=== Work to be completed ===
Of the lines in the material below, print only those from the one containing "Please locate the white cloud in the photo below" to the one containing "Target: concrete curb", ends included, exactly as written and without pictures.

=== Source material ===

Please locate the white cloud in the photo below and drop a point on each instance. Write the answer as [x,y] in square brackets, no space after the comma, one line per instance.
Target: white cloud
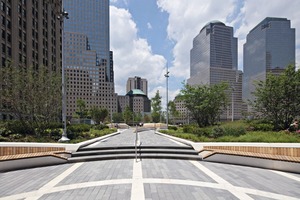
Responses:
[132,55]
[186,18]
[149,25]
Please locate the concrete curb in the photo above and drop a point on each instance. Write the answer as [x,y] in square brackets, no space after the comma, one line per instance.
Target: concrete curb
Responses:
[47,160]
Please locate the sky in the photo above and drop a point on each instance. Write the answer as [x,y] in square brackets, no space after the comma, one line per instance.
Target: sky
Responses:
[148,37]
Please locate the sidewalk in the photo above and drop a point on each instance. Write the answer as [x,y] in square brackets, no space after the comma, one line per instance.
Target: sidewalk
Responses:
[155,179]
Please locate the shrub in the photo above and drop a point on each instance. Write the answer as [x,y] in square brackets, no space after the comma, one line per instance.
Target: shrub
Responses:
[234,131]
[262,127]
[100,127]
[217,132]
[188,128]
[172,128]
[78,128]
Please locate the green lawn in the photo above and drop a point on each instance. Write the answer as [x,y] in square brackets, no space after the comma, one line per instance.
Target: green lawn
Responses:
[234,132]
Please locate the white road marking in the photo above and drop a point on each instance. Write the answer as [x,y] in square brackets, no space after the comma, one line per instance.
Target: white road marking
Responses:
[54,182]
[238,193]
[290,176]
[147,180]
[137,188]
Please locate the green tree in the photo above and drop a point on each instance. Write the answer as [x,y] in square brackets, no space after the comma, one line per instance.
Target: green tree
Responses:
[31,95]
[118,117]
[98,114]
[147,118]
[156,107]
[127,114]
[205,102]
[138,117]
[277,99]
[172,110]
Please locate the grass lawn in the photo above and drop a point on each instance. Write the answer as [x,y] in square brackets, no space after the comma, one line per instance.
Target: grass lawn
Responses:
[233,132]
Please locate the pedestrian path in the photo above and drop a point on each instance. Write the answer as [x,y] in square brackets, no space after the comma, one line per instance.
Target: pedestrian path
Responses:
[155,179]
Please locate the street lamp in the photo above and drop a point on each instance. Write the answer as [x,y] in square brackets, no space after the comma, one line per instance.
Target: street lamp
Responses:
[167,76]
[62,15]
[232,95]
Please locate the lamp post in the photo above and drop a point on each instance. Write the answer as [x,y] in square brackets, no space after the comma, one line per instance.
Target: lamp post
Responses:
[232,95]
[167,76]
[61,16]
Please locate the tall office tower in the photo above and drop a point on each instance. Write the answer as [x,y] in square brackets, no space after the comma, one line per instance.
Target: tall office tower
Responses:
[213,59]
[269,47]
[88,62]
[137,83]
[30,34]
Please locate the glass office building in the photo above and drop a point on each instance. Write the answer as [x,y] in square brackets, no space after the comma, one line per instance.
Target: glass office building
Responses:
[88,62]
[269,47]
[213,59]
==
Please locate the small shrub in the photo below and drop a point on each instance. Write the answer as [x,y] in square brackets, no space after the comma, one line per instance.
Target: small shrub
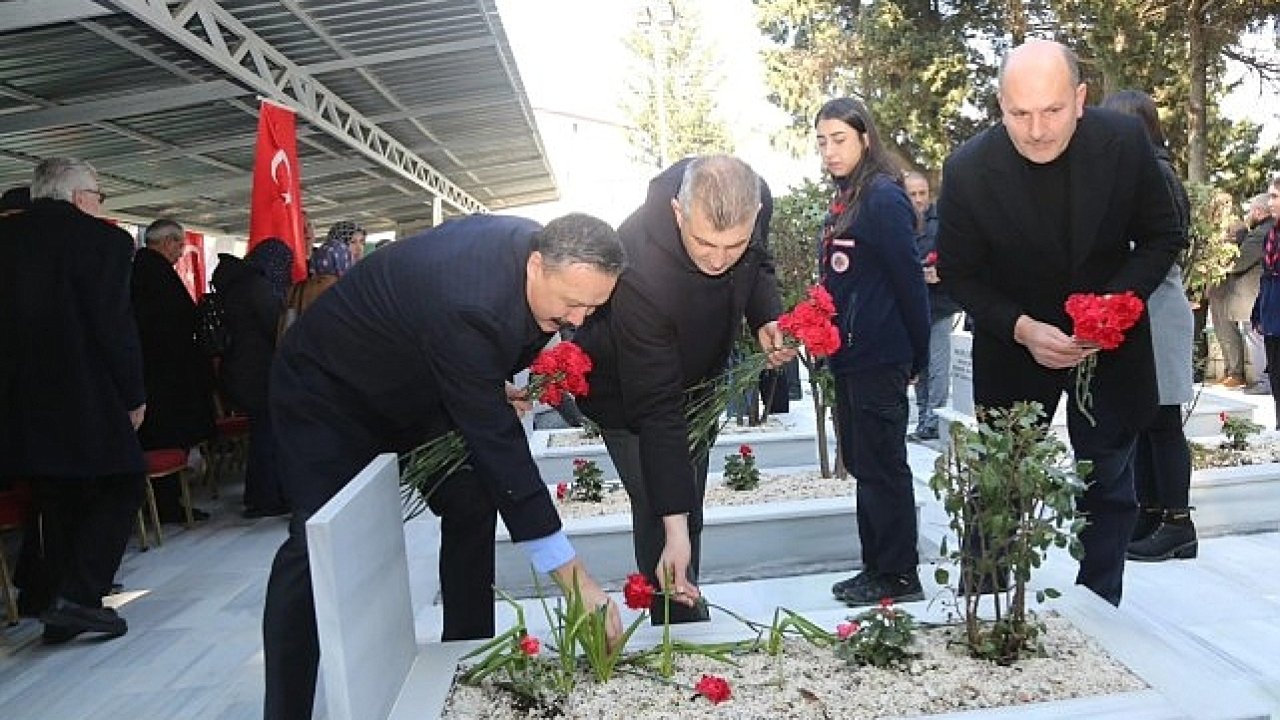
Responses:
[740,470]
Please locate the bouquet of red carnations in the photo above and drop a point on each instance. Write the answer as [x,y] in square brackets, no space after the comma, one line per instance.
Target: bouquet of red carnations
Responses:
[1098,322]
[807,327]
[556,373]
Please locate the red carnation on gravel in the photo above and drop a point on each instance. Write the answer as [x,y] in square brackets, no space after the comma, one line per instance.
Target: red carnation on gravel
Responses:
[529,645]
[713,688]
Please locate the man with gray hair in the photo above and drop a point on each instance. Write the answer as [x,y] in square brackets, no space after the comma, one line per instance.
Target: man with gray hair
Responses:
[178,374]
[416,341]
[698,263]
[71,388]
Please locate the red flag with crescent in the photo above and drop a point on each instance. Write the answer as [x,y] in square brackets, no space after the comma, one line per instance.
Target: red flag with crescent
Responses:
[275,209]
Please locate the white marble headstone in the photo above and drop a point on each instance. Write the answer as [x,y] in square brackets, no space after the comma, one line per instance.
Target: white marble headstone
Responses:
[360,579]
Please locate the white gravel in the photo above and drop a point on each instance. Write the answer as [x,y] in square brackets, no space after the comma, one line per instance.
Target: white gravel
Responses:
==
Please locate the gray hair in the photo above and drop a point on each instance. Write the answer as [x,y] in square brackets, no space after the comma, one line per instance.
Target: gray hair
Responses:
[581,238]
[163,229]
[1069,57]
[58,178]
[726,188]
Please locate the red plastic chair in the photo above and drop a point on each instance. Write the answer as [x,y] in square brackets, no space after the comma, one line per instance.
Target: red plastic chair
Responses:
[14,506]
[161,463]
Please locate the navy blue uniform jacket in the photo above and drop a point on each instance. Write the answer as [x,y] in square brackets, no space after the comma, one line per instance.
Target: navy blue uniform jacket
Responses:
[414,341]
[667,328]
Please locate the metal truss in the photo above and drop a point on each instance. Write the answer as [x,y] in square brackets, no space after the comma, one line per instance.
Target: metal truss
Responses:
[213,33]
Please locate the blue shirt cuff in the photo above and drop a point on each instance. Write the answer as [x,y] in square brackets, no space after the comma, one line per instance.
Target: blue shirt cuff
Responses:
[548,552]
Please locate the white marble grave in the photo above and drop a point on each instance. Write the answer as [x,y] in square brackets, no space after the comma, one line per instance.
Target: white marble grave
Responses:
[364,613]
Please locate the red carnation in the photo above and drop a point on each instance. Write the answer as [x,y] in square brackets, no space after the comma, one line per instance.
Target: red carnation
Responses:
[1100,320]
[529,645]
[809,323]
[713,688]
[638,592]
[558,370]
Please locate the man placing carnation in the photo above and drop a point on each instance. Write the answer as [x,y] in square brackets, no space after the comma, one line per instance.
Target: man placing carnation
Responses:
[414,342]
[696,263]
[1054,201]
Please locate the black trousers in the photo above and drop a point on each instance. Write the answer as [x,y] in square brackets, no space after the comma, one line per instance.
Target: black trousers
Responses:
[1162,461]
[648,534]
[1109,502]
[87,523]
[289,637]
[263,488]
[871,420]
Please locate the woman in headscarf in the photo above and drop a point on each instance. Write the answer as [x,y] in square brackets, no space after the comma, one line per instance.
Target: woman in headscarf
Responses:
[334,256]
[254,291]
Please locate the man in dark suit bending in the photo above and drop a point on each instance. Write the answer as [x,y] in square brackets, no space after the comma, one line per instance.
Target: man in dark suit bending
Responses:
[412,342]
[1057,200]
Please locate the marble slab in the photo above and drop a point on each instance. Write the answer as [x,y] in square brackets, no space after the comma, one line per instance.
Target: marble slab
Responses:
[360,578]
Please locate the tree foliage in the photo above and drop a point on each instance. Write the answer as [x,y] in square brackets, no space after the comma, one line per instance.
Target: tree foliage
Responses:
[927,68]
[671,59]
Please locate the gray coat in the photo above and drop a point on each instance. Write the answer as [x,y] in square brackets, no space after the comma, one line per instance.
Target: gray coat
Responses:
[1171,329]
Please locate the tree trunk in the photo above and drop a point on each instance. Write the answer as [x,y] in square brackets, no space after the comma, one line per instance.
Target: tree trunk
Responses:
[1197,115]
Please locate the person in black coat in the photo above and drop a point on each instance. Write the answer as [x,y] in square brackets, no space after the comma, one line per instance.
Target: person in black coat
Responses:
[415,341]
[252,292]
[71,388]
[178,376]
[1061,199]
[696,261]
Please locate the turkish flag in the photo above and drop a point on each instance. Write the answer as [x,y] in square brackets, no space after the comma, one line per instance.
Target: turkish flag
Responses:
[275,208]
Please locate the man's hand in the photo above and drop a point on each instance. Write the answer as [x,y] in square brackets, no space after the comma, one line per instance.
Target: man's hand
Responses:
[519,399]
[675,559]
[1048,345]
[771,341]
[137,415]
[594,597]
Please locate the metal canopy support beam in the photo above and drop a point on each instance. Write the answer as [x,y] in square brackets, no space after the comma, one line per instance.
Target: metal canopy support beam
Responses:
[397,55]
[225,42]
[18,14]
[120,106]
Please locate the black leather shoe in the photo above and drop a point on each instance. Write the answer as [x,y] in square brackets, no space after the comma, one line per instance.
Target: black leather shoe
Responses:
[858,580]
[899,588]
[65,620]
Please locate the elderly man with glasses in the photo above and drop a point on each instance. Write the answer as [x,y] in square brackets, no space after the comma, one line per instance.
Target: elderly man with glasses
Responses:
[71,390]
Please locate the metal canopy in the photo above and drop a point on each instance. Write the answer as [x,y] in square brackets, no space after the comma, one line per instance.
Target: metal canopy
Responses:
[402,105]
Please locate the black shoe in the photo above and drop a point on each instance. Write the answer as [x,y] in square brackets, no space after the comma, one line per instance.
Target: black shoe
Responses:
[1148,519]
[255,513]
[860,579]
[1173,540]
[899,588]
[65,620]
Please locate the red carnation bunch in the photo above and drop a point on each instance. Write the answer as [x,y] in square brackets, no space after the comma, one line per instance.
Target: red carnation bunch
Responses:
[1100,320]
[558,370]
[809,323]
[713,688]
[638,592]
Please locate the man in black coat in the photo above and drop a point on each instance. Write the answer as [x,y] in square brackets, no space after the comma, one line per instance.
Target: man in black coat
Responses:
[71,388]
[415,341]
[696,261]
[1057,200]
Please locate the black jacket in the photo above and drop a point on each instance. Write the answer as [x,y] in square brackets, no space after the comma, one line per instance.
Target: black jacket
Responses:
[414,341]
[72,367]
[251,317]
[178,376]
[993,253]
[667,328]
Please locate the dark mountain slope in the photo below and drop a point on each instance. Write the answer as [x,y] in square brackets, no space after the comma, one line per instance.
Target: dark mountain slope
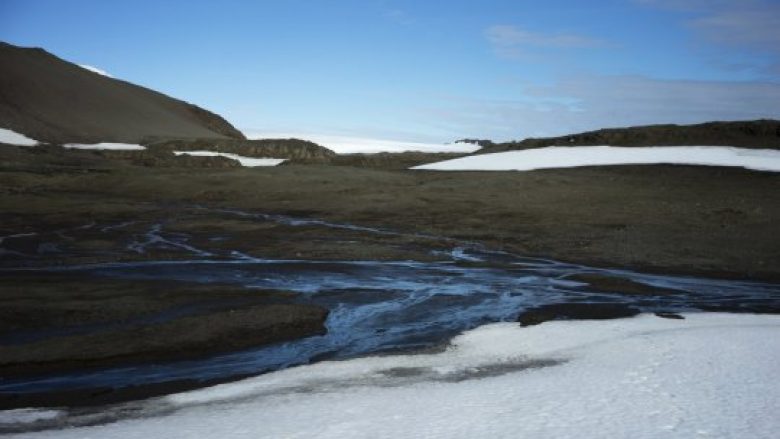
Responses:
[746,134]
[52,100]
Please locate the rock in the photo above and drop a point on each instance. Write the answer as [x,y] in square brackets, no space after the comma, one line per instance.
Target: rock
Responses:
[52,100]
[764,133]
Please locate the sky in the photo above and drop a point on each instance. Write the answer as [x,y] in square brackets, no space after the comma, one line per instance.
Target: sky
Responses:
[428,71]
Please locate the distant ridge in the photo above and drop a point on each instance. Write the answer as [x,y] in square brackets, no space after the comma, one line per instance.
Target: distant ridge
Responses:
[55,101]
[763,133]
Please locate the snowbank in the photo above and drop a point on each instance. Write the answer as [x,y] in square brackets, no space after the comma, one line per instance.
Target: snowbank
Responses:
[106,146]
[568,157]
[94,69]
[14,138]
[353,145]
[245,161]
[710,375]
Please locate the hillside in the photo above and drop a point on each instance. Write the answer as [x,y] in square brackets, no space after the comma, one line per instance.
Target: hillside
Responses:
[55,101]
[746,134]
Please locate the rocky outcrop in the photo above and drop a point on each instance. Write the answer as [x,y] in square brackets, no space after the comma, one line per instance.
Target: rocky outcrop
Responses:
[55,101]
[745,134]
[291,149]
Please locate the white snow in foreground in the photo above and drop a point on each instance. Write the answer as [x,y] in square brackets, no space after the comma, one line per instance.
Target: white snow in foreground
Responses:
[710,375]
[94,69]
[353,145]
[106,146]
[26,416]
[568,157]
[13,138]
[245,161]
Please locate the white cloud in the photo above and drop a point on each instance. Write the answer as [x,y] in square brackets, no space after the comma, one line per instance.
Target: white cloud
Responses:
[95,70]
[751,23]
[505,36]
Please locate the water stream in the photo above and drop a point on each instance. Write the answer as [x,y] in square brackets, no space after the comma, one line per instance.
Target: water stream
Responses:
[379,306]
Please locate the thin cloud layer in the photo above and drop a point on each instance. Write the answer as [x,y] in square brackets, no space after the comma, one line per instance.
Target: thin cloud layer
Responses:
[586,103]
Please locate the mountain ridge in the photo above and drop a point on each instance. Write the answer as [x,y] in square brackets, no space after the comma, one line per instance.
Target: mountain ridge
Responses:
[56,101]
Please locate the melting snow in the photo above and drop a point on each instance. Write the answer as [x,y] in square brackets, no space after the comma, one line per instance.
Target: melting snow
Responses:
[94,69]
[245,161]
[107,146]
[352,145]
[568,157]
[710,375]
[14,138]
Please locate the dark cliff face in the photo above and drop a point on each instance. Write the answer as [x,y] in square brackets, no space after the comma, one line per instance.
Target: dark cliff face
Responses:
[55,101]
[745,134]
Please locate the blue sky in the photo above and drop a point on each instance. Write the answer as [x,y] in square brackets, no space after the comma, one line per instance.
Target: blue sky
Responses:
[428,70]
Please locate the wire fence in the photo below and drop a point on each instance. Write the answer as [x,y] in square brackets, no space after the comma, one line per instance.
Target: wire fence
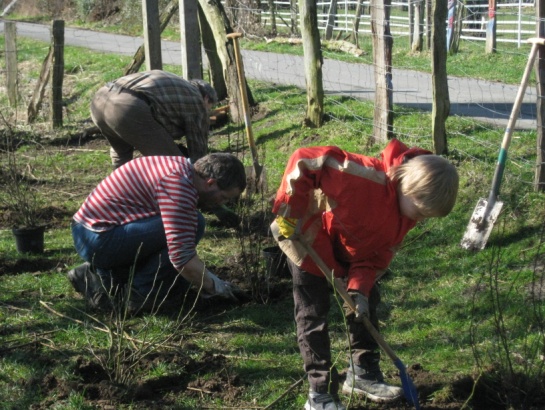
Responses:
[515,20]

=== Written answer ===
Please locate the white cloud in the photo below and drop a point on each instance. Write the answer as [x,y] in square brackets, no space after the comma, one line per instance.
Target: white cloud
Responses:
[132,55]
[186,18]
[149,25]
Please locate the concrete curb in the photo above and drop a point on each instance. Write the answer as [x,y] in square brackets, no space after the comma, one line per instance.
Target: concrete curb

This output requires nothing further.